Document »
####
ASSIGNMENT 1: Artists are a dime a dozen. I mean seriously. Every five year old knows they are a great artist. Just ask them. I know this because there has been many a mom who will bring her five year old to watch me paint at the studio. I have crayons, markers and paper for any kids who want to come draw with me. Inevitably, Mom will say, “Hey sweetie, maybe Lydia could give you an art lesson. “ They continue drawing and say, “I already KNOW how to draw.” I can even mouth it with them now and wink at their mama. That’s fine by me. I have no desire to teach art, really. I’m just finally learning to be a kid. Teaching is a grown up thing.


But I’m beginning to see a pattern about all the Junior Geniuses. If I give them a a few pieces of paper (one is never enough), they look longingly at the whole stack. They would happily make their mark on the whole ream. They would not feel the least bit guilty. And they would be TOTALLY confident that what they did was worth showing the world.

The next part of the pattern is that they will invariably give me the best one. This blows me away. I make sure they sign it and they watch me put it up on the wall like all the paintings. I tell them I’m going to leave it up all day to inspire me.
####
Given material »
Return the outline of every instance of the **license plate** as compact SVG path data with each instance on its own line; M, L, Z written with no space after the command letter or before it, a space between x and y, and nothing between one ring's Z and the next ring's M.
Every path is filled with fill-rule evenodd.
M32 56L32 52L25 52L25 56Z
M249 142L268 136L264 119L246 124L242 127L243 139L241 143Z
####
Parts of the exercise »
A) Repeat word for word the section of the piece about children drawing at the studio that opens with the words containing "The next part" and closes with "to inspire me.".
B) Continue the piece about children drawing at the studio, picking up after its final sentence.

Results by task »
A)
The next part of the pattern is that they will invariably give me the best one. This blows me away. I make sure they sign it and they watch me put it up on the wall like all the paintings. I tell them I’m going to leave it up all day to inspire me.

B)
The last thing I notice is that what they really want to do is paint on my canvas. They’re pretty sure they can do what I do. They see what they want to see and they want it to be there on my canvas, painted with my brushes, using my paint. I could give them their own kid paint, but I don’t think they’d like it nearly as much. They want the real thing.

I was never really a kid growing up. I was way too serious. I laughed easily, but never really felt free to just play. I was super talented at pretty much anything creative and not very teachable, really. But now, I’m trying to be more childlike. To be honest, I know that’s the only way I’ll ever produce any really good art.


I want to go through paint with a wild sense of wonder instead of thinking about how much a tube of alizarin crimson costs.


I want to give away the best ones because that’s what kids do. Maybe that’s why we want to sell our art. We say to ourselves that we must make a living or that selling means we’re being taken seriously. But really, I think I love selling art because it means someone likes it and wants to put it up on their wall. It blows me away every time.


And I want to paint on the Master’s canvas and use his stuff – the good stuff. Because when I look at what He’s doing it makes me imagine what could happen and I want to do it too.

I’m nowhere close to being as free as a five year old. I’m way too grown up. I say things like, “You’ll never be famous.” I tell myself, “I don’t know what I’m doing.” Or my all time whine, “Lord, why am I even here?” But there’s this kid in me that keeps trying to get out and paint the impossible just because I want to. The kid looks at me when I struggle and say “I can’t” or when I stare at the canvas afraid or too depressed to start. She stares at me in confusion.


I seriously hope she’ll win.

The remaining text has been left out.